> What is being asked
Reproduce the full listing as it stands. Images do not belong in the copy.

> The data

++++++++++++++++++++

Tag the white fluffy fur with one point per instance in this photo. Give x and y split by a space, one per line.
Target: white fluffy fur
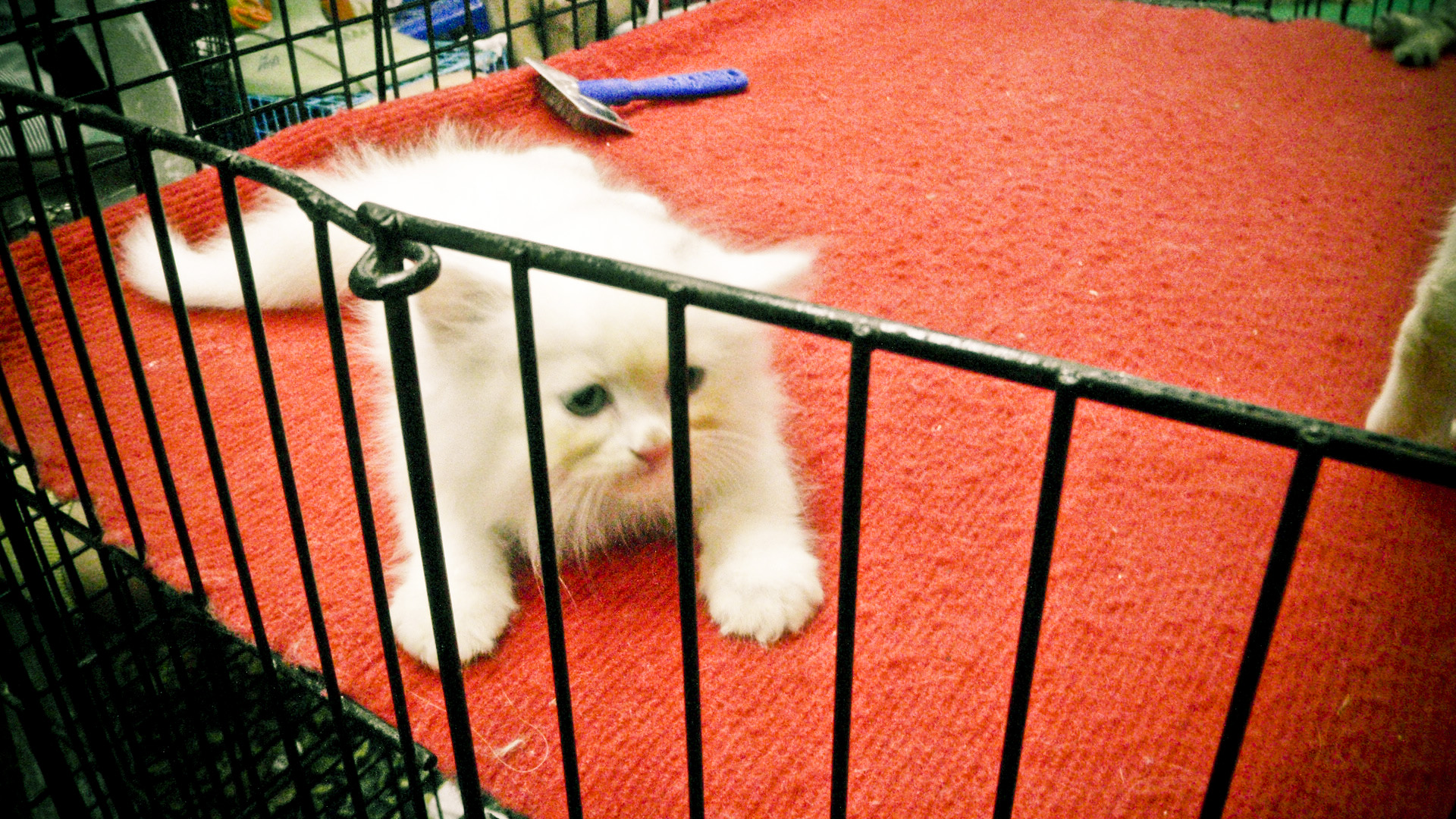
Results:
1419 400
610 472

++++++++++++++++++++

> Exercise result
Tag the white fluffy fur with one point per instance in this photo. Give x and y split by a space, one per line.
Target: white fluffy fur
Results:
1419 400
610 472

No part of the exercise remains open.